**Work request 1:** In the article on women in fly fishing, rewrite the part that opens with the words containing "Indeed it is." and closes with "who fly fish.", swapping "demographic" for "group".
**Work request 2:** List every item of female-centric apparel that the article on women in fly fishing says major outdoor retailers now offer.
**Work request 3:** In the article on women in fly fishing, how many of the couples Ray Berumen took out last year were won by the women in his contest?

By Gayle Fee
Arlington angler Seline Skoug started fly fishing with her two granddads when she was just 10 years old, but for many years she felt like she was the only girl on the river.
“Those two gents put me out there and there weren’t a lot of women around,” she said. “Maybe back then the women were home watching the kids and they didn’t have as much time to fish as the men did. It was a cultural thing and that is changing with time.”
Indeed it is. Fly fishing has long been known as the sport of gentlemen, but in recent years the ladies have splashed down in rivers and streams in droves, making them the fastest-growing demographic in the sport. According to a 2016 study by the Recreational Boating & Fishing Foundation, more than 2 million women cast a fly rod that year—an increase of some 142,000 from 2015. Women now account for about 31 percent of the 6.5 million Americans who fly fish.
“In the last five or six years the whole industry noticed an exponential rise in the number of women who fly fish,” said Orvis angler Jackie Kutzer. “They were coming from all different avenues, young families who got their daughters started, 20- to 30-something women looking for an adventure, and middle-aged women who want to try something new.”
And according to Bob Young of Young’s Flyfishing guide service in Arlington, women often are better anglers than men.
“Women have more patience,” he said. “As a male, you know, we’re gonna jump in there and we’re gonna catch these fish. Women are more observant. They pay more attention to what the guide is saying. I wouldn’t ever bet against the women, because 95 percent of the time, they’ll come out on top.”
Manchester fly-fishing guide Ray Berumen likes to run a contest when he takes couples out on the river to see who will catch the biggest or the most fish. “Last year I had 34 couples and with 28 of the 34, the women won,” he said. “I even had one husband accuse me of favoritism. He said, ‘You’re putting them in the better spots!’”
A big obstacle for years was the lack of equipment designed specifically for women. Needless to say, with the increasing numbers of ladies on the water, the sporting-goods industry took notice. Major outdoor retailers designed new fishing gear specifically sized for women and now offer female-centric apparel such as ultralight waders, colorful shorts, shirts and jackets, and even snazzy sling packs. And beginning last summer, Kutzer and co-worker Chrissy Atkins, pioneered a new push for Orvis called 50/50 On the Water. Their mission is to bring more women into the sport with an eye toward having an even fly-fishing gender split by 2020. To that end, 50/50 is offering women-only fly-fishing classes and the company is showcasing real women anglers.

**Supplied records:**
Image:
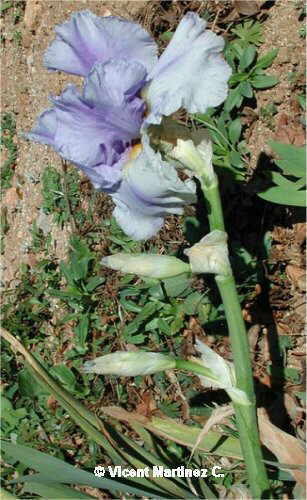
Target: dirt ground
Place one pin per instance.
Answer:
(26, 85)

**Expected answer 1:**
Indeed it is. Fly fishing has long been known as the sport of gentlemen, but in recent years the ladies have splashed down in rivers and streams in droves, making them the fastest-growing group in the sport. According to a 2016 study by the Recreational Boating & Fishing Foundation, more than 2 million women cast a fly rod that year—an increase of some 142,000 from 2015. Women now account for about 31 percent of the 6.5 million Americans who fly fish.

**Expected answer 2:** Ultralight waders, colorful shorts, shirts, jackets, snazzy sling packs

**Expected answer 3:** 28 of the 34 couples